** BEGIN Task data **

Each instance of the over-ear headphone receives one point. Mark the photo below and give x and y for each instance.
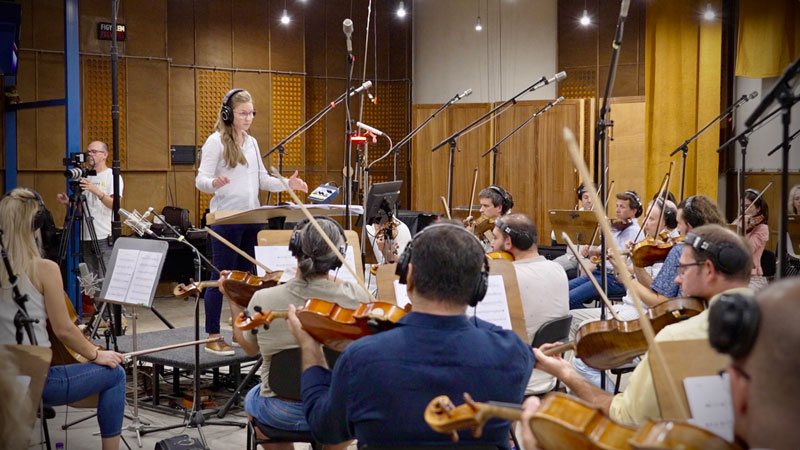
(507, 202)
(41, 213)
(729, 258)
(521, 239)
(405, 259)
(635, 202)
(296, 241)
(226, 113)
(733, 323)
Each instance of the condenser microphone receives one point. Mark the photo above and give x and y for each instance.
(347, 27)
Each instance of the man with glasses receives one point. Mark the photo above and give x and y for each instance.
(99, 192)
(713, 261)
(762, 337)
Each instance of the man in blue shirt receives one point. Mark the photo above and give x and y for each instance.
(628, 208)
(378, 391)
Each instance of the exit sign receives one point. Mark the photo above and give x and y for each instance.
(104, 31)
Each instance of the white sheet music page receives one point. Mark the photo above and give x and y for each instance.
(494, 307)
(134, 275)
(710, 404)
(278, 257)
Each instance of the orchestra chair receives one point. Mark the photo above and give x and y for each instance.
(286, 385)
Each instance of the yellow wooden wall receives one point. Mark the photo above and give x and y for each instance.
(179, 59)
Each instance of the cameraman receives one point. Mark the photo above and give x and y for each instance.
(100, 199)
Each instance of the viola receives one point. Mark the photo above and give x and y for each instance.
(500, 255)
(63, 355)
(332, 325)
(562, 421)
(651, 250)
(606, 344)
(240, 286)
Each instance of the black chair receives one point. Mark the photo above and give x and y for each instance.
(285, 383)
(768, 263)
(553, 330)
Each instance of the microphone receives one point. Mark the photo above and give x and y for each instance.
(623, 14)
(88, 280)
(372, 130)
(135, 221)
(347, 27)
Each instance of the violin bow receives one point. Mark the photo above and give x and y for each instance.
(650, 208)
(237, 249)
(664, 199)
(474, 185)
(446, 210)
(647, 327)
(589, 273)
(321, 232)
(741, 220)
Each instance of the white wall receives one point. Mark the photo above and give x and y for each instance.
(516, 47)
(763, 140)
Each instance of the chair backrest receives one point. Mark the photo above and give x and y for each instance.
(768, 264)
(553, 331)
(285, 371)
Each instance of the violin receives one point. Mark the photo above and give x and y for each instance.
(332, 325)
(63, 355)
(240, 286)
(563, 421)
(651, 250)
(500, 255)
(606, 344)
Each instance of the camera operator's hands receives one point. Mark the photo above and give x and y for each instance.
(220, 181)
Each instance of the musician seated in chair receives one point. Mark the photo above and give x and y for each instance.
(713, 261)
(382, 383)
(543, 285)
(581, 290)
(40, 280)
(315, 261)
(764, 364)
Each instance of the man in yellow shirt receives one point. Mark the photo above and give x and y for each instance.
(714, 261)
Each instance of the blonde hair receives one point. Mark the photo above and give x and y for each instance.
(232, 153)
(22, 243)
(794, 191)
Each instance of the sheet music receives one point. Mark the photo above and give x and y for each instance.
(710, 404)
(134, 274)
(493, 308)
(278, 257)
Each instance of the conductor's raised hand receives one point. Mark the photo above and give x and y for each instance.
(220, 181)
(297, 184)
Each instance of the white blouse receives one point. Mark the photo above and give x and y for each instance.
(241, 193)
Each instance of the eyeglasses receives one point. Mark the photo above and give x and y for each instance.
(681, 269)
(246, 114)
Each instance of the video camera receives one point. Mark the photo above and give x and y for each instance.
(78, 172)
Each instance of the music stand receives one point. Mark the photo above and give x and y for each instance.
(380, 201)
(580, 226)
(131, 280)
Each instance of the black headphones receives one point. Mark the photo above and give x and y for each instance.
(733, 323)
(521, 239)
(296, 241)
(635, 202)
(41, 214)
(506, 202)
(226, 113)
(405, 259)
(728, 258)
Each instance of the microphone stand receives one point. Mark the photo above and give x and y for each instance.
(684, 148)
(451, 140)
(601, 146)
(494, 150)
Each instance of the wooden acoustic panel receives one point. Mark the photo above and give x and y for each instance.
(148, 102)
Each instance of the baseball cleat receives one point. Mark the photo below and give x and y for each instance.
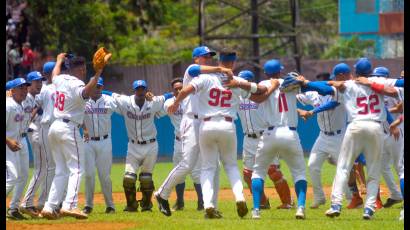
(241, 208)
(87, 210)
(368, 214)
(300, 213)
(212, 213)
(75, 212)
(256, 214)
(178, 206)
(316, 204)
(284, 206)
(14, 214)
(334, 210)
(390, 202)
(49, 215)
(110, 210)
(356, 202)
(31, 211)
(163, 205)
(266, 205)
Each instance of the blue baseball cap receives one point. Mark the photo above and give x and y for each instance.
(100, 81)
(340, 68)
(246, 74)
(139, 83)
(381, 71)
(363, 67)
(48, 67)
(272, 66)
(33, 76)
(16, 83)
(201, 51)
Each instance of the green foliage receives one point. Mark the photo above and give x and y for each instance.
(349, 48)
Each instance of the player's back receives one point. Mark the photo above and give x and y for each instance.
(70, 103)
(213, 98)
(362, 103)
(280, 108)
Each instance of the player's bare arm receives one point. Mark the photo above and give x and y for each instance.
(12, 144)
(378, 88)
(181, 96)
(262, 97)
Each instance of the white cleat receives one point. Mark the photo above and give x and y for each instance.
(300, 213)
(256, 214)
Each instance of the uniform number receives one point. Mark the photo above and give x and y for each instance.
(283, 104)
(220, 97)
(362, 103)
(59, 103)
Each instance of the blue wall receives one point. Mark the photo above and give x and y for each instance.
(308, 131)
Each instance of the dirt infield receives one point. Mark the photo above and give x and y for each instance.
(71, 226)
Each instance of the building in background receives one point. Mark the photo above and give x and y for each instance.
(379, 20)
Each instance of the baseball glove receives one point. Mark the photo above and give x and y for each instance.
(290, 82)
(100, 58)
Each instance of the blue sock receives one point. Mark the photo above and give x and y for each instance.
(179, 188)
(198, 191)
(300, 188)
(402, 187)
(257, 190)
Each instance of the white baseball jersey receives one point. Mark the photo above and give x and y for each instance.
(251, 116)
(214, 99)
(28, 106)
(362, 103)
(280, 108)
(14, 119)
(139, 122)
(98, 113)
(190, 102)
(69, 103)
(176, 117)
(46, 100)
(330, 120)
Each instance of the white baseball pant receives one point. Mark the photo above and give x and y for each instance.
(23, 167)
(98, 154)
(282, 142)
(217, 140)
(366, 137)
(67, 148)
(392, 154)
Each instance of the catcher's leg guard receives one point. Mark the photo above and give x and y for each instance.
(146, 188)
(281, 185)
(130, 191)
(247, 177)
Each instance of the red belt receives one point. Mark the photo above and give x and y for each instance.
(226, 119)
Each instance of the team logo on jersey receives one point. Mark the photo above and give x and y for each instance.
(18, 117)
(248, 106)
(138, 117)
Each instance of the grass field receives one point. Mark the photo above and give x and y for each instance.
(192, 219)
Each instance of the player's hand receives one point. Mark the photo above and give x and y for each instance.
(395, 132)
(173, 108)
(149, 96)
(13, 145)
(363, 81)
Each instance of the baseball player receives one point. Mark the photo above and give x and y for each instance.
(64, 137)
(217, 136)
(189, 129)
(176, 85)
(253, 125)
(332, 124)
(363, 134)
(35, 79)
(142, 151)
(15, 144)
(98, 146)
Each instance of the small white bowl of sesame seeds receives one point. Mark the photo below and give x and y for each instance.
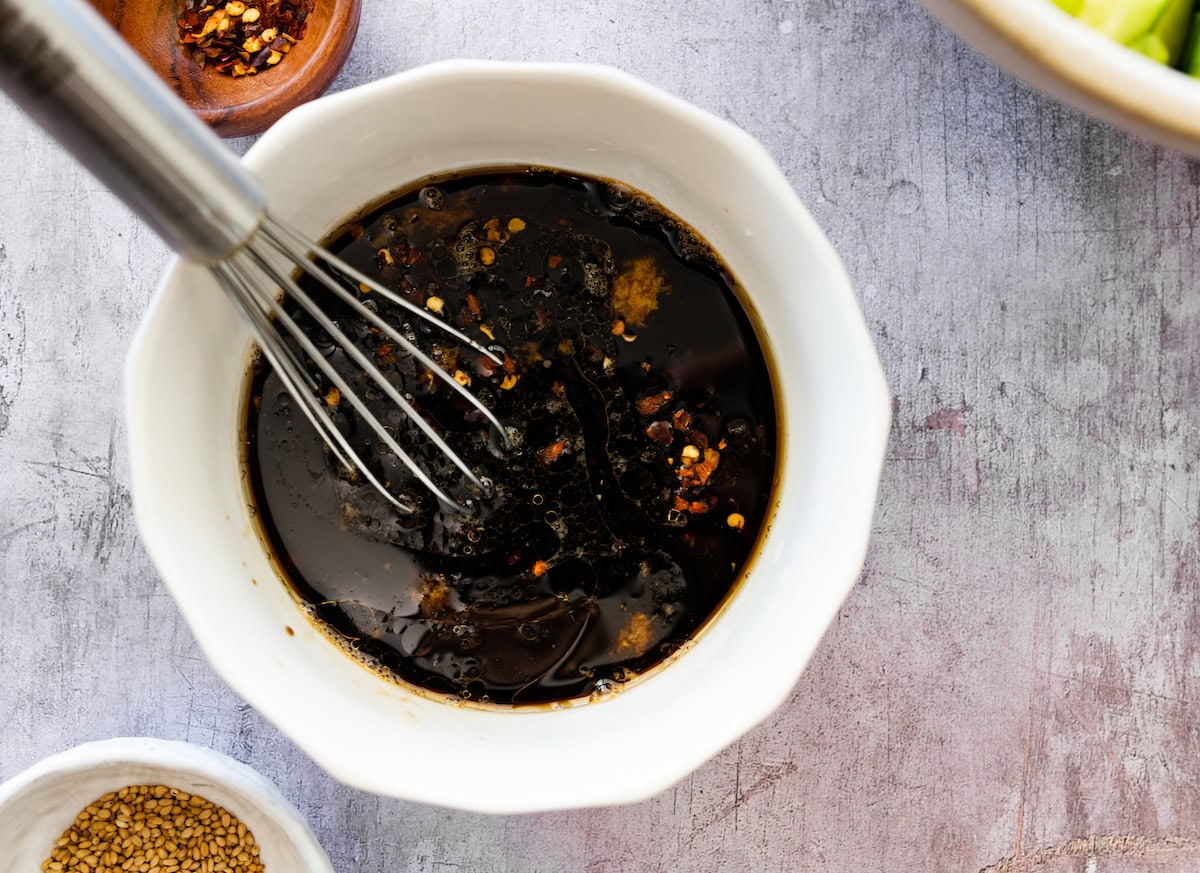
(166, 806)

** END Task data **

## Objective
Output every entry verbatim. Pictures do not belong in the copy.

## Exercise response
Each instance of the over-ear headphone receives one point. Mark the photo below and give x and y for each instance.
(507, 202)
(41, 213)
(729, 258)
(521, 239)
(405, 259)
(635, 202)
(296, 241)
(226, 113)
(733, 323)
Each instance of the condenser microphone receives one point. Mark the photo above and give x and y for each instance.
(347, 27)
Each instance of the man with glasses receives one point. Mark the photo above and give x and y for each instance.
(99, 192)
(713, 261)
(762, 337)
Each instance of the man in blue shirt receives one point. Mark the photo above and give x and y for each instance.
(628, 208)
(378, 391)
Each instance of the exit sign receives one point. Mark the photo above and give x and y for each instance.
(104, 31)
Each instance of the white sheet music page receives one point. Mark the photo above and give x and y for each instance.
(494, 307)
(134, 275)
(710, 404)
(278, 257)
Each instance of the orchestra chair receives one point. Mark the photo above and give x and y for each instance.
(286, 385)
Each instance of the yellow wooden wall receives one point. Mark the photo above and give x and y for each instance.
(179, 59)
Each instance of the cameraman receives one point. Mark the photo above and give x and y for each instance.
(100, 199)
Each instance of the viola receives one point. Mark the photo above and give x and y for each instance.
(500, 255)
(63, 355)
(332, 325)
(562, 421)
(651, 250)
(606, 344)
(240, 286)
Each instance of the black chair receives one point. Mark the photo above and give x and y for each instance.
(285, 383)
(768, 263)
(553, 330)
Each instance of the microphone receives one point. Mark the photo above and give x and y for each instance.
(623, 14)
(88, 280)
(372, 130)
(135, 221)
(347, 27)
Each instance of the violin bow receives one point. Mark the photo above and give x and y for each instance.
(650, 208)
(237, 249)
(664, 199)
(474, 185)
(446, 210)
(647, 327)
(589, 273)
(321, 232)
(741, 220)
Each instance of the white wall receives one point. Mark the photo above and give x and y for each instance.
(516, 47)
(763, 140)
Each instance of the chair backrest receives one point. Mark the photo above and give x and y for each instance.
(768, 264)
(553, 331)
(285, 371)
Each instance of the violin receives one point. Mark the photo above and give x and y for each instance.
(332, 325)
(63, 355)
(240, 286)
(563, 421)
(651, 250)
(500, 255)
(606, 344)
Each instance of the camera operator's hands receives one point. Mark the photo above and give x and y for each instance.
(220, 181)
Each instance of the musician seated in chair receives one point. Mark the photo above and give x and y for each instance.
(713, 261)
(382, 383)
(543, 285)
(581, 290)
(40, 280)
(315, 261)
(764, 364)
Each instance of the man in yellow shirt receives one point. Mark the photo above and give x and y for each instance.
(714, 261)
Each instance of the blonde hair receives one point. Mark the photo above and give x and y for each instance.
(232, 153)
(22, 243)
(794, 191)
Each instance of the sheet music receives one point. Mark the photo above and give x and y for each instance.
(710, 404)
(134, 274)
(493, 308)
(278, 257)
Each instance of the conductor's raised hand receives one point. Mark the photo above and give x and y for each instance.
(220, 181)
(297, 184)
Each instance of the white blouse receives one point. Mark the photo above and give x and y for each instance.
(241, 193)
Each instance of the eyeglasses receives one point. Mark the photo above and give x and y for each instance.
(681, 269)
(246, 114)
Each instance of the video camera receives one point. Mark the photo above and give x and y for each instance.
(78, 172)
Each instance of the music stand receives one point. Mark the photo above and give x and y for each instance.
(380, 201)
(580, 226)
(131, 280)
Each instance of the black headphones receives one point. Mark the photo above and give x and y for each instance.
(733, 323)
(521, 239)
(296, 241)
(635, 202)
(41, 214)
(506, 202)
(226, 113)
(405, 259)
(728, 258)
Each instance of the microphone stand receives one point. Mark the photo above and give x and y for each instance.
(684, 148)
(451, 140)
(601, 146)
(494, 150)
Each instance of the wooden acoustic panel receives one point. Mark the photo above and give x and y for each instance.
(148, 102)
Each instance of the baseball cleat receives one point. Mark the photo below and give x and y for each instance.
(241, 208)
(87, 210)
(368, 214)
(300, 213)
(212, 213)
(75, 212)
(256, 214)
(178, 206)
(316, 204)
(284, 206)
(14, 214)
(334, 210)
(390, 202)
(49, 215)
(110, 210)
(356, 202)
(31, 211)
(163, 205)
(266, 205)
Each instance of the blue baseball cap receives one point. Mark the photo above and give x and y for each instance.
(100, 81)
(340, 68)
(246, 74)
(139, 83)
(381, 71)
(363, 67)
(48, 67)
(272, 66)
(33, 76)
(16, 83)
(201, 51)
Each instance of the green foliage receives one point. Mark the photo above and give x and y for each instance.
(349, 48)
Each instance of the player's back receives one point. Mark the photo above and give x and y for each instance.
(70, 103)
(213, 98)
(362, 103)
(280, 108)
Each instance of the player's bare arm receives one point. Mark the photo above and give x and y for each instance.
(12, 144)
(378, 88)
(181, 96)
(262, 97)
Each instance of the white cleat receives one point. Mark the photo above and give x and y for each instance.
(300, 213)
(256, 214)
Each instance of the uniform number receives one point. Mark the photo above and give x and y for each instance.
(283, 104)
(220, 97)
(362, 103)
(59, 103)
Each instance of the blue wall receives one point. Mark the photo above and give x and y for each instance.
(308, 131)
Each instance of the dirt infield receives one point. Mark the photo above and give x and y for each instance.
(71, 226)
Each instance of the building in background receives one point. Mark the photo above and give x and y for each instance.
(379, 20)
Each instance of the baseball glove receives one point. Mark the photo above and give x and y for each instance.
(290, 82)
(100, 58)
Each instance of the blue sock receives one point. Mark the photo above and give x and y for each instance.
(179, 188)
(198, 191)
(300, 188)
(402, 187)
(257, 190)
Each instance of the white baseball jersey receives one point. Mark the photo above and give x and y for each instance.
(251, 116)
(214, 99)
(28, 106)
(362, 103)
(280, 108)
(14, 119)
(139, 122)
(98, 113)
(190, 102)
(69, 103)
(176, 117)
(46, 100)
(330, 120)
Each instance of the white baseball pant receives one point. Mark the photo above and give x and y for each instance.
(23, 167)
(98, 154)
(282, 142)
(217, 140)
(366, 137)
(67, 148)
(392, 154)
Each instance of the catcher's leg guard receives one point. Mark the photo above and give x and y for each instance.
(146, 188)
(281, 185)
(130, 191)
(247, 177)
Each instance of the red belt receives one point. Mark the photo above and give x and y for each instance.
(226, 119)
Each instance of the team logo on jersey receives one point. Mark the photo above and give x and y for each instance.
(18, 117)
(248, 106)
(138, 117)
Each instance of the grass field receives one point. Mark the photo above and give x and y for each instance.
(192, 219)
Each instance of the player's hand receives one point. Mark the photo above and give x and y for each instance.
(395, 132)
(173, 108)
(149, 96)
(13, 145)
(363, 81)
Each instance of the baseball player receives one point. Mark the photo above and give x and y for each instance.
(64, 137)
(217, 136)
(189, 129)
(176, 85)
(253, 125)
(332, 124)
(363, 134)
(35, 79)
(142, 151)
(15, 144)
(98, 146)
Each instance of the small white bowl of sesame seeds receives one point. Mark the photo below and give x and y for each instance.
(166, 806)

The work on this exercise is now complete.